▸ **Task inputs**
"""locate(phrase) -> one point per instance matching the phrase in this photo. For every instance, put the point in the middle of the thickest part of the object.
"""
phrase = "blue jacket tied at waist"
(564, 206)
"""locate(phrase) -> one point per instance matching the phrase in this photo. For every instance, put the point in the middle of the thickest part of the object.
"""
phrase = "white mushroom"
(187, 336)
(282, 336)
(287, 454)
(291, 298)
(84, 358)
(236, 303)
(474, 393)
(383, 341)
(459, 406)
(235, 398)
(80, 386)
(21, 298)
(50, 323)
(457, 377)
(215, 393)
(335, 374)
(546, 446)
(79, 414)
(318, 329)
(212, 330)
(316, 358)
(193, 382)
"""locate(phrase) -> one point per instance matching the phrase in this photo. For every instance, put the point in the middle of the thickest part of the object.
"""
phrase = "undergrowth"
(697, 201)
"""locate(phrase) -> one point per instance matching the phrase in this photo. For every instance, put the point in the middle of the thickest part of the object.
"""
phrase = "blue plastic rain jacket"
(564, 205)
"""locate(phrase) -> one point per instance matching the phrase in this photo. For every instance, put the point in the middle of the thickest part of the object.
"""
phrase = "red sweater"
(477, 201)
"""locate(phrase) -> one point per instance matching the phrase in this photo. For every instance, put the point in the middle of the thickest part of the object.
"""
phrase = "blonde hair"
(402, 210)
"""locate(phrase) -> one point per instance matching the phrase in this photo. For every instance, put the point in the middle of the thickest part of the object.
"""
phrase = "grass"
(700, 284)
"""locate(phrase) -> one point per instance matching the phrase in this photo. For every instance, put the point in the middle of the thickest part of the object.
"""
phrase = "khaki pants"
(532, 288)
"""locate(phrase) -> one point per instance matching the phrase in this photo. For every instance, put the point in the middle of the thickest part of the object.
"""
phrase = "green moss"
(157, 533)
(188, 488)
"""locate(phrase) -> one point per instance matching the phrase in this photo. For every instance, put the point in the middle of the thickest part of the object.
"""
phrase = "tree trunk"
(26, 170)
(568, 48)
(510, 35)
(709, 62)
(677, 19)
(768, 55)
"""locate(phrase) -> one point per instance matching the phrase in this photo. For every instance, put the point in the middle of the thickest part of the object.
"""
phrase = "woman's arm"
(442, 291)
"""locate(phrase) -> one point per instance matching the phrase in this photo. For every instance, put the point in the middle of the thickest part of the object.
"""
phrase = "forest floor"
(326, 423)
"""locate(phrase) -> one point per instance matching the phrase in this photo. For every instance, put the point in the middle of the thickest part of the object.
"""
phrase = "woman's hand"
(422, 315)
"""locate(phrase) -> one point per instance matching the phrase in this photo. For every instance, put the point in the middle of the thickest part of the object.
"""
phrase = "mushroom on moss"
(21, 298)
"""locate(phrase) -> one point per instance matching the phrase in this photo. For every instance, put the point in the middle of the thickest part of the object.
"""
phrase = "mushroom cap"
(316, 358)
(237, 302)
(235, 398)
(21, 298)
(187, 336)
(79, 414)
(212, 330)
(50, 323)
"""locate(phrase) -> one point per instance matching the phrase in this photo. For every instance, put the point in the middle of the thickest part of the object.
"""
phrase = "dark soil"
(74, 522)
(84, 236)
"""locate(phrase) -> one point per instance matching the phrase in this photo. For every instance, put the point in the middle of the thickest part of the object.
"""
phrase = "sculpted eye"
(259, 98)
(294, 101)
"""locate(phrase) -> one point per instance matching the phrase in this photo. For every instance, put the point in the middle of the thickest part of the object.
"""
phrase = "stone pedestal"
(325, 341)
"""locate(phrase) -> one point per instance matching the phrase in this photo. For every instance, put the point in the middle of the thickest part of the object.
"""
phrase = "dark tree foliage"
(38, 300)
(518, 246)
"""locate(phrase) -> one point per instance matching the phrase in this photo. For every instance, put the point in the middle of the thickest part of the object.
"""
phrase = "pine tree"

▸ **Aim of the exercise**
Please give back all of the material above exactly as it was written.

▸ **Response box**
"""locate(phrase) -> one point per instance matching the phrase in this photo. For every instance, put the point in the middle of the thickest part of the object.
"""
phrase = "blue jacket tied at waist"
(564, 206)
"""locate(phrase) -> one point per instance matching the phrase in this photo. For every instance, put the point in the middle of the thickest part of the object.
"""
phrase = "white mushroom"
(187, 336)
(282, 336)
(287, 454)
(291, 298)
(84, 358)
(236, 303)
(474, 393)
(383, 341)
(459, 406)
(235, 398)
(80, 386)
(21, 298)
(50, 323)
(457, 377)
(215, 393)
(335, 374)
(546, 446)
(79, 414)
(318, 329)
(212, 330)
(316, 358)
(193, 382)
"""locate(phrase) -> one point per instance matching the phrase in this photo. For every instance, put the point in the middle of the thickest part of the object.
"""
phrase = "undergrowth"
(697, 201)
"""locate(phrase) -> one point per instance matching the phrase in this photo. For every instance, put the point in the middle of the thickest part of the object.
"""
phrase = "blue plastic rain jacket"
(564, 205)
"""locate(phrase) -> one point per instance matching the phrase in this photo. For every instance, put the point in the middle of the thickest part of the object.
"""
phrase = "red sweater"
(477, 201)
"""locate(phrase) -> one point per instance matching the phrase in this photo. For every instance, put the point in the middle of the thickest part of the object.
"""
phrase = "blonde hair"
(402, 210)
"""locate(phrase) -> one point per instance matching the phrase in this photo. For every instance, put the point in the middle of the thickest part of the object.
"""
phrase = "grass"
(700, 284)
"""locate(phrase) -> one point per instance matching the phrase in this photo. For every instance, put the point in the middle of the thickest part of the object.
"""
phrase = "khaki pants"
(532, 288)
"""locate(phrase) -> one point per instance matching the phrase in this photo. For every instance, put the point in the middle of the thickest part of the object.
"""
phrase = "green moss"
(157, 533)
(188, 488)
"""locate(phrase) -> one point per instance matching the phrase in this photo. For every instance, put the point in the middle of the thickest part of the object.
"""
phrase = "tree trunk"
(26, 170)
(568, 48)
(510, 35)
(709, 62)
(677, 19)
(768, 55)
"""locate(phrase) -> one point per instance matching the phrase in this photo. For every instance, put the point in the middle of the thickest part of the object.
"""
phrase = "woman's arm"
(442, 291)
"""locate(phrase) -> one point per instance matching the phrase in this photo. For every instance, put the point in the middle of the thickest part of the object.
"""
phrase = "forest floor"
(326, 423)
"""locate(phrase) -> one point per instance matching the phrase in this photo. For every instance, put the point in the middle of the thickest part of the object.
"""
phrase = "woman's hand"
(422, 315)
"""locate(phrase) -> one point per instance matching the phrase in this photo. For every instance, put the point in the middle of the thickest part of the object.
"""
phrase = "mushroom on moss"
(21, 298)
"""locate(phrase) -> one point per instance matching the phrase in this photo. For every instance, put the point in the middle of the thickest part of the object.
"""
phrase = "mushroom cap"
(316, 358)
(237, 302)
(235, 398)
(21, 298)
(187, 336)
(79, 414)
(212, 330)
(50, 323)
"""locate(phrase) -> one point per instance matching the phrase in this photo. For every instance, put the point in the middle of the thickest part of the object.
"""
phrase = "dark soil"
(74, 522)
(84, 236)
"""locate(phrase) -> one point per instance matching the phrase in this photo. For every instance, put the point in the middle of the thickest part of the object.
"""
phrase = "sculpted eye"
(259, 98)
(294, 101)
"""locate(phrase) -> one point per instance matching the phrase in this photo. For every instance, put the point in the middle of the thickest part of the object.
"""
phrase = "stone pedestal"
(325, 341)
"""locate(phrase) -> one point per instance matching the phrase in this photo. For every instance, put the point in the middle of the thickest part of the object.
"""
phrase = "dark tree foliage"
(38, 300)
(518, 246)
"""locate(phrase) -> one point per instance matching the phrase in this photo. For every instance, put the point in the middle of the thickest part of the object.
"""
phrase = "pine tree"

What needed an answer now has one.